What you have to do>
After locating the line that contains "of the cabinet" in the data below, set down exactly that line and each one after it through the line that contains "Query: white interior door", and nothing more.

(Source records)
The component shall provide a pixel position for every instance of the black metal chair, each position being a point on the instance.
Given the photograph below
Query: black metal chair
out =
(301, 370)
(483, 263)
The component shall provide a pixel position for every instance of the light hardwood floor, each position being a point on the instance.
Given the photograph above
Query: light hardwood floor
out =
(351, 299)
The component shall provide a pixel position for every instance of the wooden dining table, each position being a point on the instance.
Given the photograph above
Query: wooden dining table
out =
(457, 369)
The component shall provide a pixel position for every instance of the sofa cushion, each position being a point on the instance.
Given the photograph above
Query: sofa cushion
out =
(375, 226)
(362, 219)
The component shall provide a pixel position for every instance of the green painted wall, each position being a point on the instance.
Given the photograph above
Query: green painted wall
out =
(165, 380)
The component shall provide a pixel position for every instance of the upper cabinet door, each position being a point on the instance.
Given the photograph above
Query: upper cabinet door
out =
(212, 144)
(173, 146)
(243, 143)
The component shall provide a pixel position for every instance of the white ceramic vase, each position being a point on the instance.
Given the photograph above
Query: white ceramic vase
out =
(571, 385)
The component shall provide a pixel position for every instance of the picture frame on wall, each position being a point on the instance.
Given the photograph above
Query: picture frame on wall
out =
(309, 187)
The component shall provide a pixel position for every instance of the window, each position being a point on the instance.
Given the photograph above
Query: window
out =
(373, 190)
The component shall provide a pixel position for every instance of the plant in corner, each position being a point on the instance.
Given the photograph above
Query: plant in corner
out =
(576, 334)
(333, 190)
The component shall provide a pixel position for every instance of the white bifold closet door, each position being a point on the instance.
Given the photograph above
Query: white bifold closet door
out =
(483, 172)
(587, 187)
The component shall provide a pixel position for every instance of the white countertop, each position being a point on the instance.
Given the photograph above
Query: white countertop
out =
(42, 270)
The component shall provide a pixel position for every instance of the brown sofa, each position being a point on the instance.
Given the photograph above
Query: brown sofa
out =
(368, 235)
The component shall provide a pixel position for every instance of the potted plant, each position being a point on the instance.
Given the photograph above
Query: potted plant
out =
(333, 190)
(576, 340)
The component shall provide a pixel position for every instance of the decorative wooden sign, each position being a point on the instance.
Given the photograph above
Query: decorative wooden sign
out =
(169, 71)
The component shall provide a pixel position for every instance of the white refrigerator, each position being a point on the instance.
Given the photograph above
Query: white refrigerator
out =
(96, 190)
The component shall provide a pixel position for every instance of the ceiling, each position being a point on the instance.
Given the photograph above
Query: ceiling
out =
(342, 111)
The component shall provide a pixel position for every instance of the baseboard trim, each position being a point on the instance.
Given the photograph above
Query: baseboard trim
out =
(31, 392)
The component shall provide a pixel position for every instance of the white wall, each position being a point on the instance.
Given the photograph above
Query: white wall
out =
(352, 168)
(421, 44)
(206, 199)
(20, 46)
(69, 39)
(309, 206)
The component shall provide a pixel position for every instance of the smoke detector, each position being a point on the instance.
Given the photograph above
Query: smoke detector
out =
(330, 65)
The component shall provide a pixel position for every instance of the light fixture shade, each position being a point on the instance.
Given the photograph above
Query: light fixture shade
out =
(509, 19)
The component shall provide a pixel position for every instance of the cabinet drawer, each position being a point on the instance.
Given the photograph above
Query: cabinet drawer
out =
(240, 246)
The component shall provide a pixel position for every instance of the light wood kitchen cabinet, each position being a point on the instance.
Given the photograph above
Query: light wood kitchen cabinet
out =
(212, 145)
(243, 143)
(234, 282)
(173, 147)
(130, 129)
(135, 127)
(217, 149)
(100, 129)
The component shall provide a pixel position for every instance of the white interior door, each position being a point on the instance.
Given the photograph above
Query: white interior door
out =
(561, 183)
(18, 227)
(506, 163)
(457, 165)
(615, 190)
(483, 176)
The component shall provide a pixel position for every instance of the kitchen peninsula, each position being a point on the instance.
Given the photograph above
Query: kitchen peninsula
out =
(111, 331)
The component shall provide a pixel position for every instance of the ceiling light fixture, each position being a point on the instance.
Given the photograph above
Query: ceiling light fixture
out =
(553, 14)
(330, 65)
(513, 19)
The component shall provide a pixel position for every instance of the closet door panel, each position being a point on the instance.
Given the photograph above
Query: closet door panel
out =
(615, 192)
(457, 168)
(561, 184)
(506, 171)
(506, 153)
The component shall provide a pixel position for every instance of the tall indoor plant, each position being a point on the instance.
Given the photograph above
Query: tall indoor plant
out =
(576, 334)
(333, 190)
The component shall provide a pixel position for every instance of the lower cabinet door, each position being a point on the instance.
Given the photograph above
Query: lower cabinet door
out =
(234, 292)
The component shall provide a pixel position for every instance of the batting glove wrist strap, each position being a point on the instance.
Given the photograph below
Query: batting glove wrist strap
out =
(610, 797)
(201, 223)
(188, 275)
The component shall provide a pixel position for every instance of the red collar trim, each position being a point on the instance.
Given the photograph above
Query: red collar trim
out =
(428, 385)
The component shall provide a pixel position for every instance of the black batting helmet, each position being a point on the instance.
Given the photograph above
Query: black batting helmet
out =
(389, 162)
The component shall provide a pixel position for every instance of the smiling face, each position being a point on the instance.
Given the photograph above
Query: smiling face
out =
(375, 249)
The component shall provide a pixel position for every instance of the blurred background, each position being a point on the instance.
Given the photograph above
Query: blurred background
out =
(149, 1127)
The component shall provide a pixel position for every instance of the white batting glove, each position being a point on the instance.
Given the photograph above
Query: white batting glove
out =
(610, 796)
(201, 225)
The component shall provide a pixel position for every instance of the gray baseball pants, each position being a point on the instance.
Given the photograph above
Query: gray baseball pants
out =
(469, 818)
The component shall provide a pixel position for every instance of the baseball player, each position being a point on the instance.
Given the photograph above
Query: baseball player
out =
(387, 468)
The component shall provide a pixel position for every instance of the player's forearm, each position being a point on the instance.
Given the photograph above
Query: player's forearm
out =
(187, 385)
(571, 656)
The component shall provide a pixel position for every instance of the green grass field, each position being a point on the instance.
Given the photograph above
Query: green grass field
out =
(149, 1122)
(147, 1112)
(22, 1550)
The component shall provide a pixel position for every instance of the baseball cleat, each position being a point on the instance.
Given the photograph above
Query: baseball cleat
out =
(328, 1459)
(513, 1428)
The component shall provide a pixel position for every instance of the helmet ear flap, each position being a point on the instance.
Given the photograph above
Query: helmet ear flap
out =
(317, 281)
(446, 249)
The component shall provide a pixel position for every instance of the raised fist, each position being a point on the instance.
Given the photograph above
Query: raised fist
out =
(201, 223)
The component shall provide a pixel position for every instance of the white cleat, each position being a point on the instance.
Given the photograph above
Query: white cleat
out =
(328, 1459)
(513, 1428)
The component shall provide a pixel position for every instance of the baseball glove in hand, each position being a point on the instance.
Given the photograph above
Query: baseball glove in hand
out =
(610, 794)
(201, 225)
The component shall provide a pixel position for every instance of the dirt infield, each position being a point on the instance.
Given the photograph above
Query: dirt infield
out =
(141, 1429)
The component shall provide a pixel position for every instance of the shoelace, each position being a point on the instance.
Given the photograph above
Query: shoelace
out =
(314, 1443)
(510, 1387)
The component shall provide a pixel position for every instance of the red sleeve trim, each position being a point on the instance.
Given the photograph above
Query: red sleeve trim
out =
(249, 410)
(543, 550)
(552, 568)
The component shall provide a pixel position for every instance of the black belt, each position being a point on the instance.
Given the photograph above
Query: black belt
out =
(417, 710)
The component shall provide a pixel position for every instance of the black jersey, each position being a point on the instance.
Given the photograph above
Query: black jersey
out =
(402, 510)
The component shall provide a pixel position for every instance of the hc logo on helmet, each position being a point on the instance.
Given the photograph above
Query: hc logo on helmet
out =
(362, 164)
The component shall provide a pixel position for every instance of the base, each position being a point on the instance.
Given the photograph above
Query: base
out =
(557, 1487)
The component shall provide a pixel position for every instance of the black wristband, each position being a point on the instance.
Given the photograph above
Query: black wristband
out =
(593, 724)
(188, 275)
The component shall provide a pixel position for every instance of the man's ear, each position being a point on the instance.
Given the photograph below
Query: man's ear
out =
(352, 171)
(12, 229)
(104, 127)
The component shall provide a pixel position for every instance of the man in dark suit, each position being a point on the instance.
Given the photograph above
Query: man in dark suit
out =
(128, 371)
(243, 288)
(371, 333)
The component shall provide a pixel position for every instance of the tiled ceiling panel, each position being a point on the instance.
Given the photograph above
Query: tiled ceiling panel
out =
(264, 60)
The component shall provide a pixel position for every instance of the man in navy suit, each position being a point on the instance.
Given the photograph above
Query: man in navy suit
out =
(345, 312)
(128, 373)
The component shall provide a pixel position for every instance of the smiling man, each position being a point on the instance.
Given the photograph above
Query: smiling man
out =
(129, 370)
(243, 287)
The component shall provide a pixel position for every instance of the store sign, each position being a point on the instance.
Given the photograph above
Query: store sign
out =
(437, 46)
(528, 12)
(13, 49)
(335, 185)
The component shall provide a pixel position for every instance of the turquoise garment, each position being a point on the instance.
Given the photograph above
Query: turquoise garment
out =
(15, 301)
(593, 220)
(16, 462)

Result of the exercise>
The component shall provide a pixel position for every instance of the cabinet drawer, each position being a point on the instance.
Given the photograph above
Query: cabinet drawer
out =
(240, 246)
The component shall provide a pixel position for every instance of the light wood kitchen cabinet, each position being a point on the instance.
Given the photograph above
Query: light wood kitchen cabinet
out =
(212, 145)
(243, 143)
(234, 282)
(173, 147)
(130, 129)
(135, 127)
(217, 149)
(100, 129)
The component shall provide a pixel position for every instance of the white interior door, each position being a point on the instance.
Given the photograph above
Query: white interior door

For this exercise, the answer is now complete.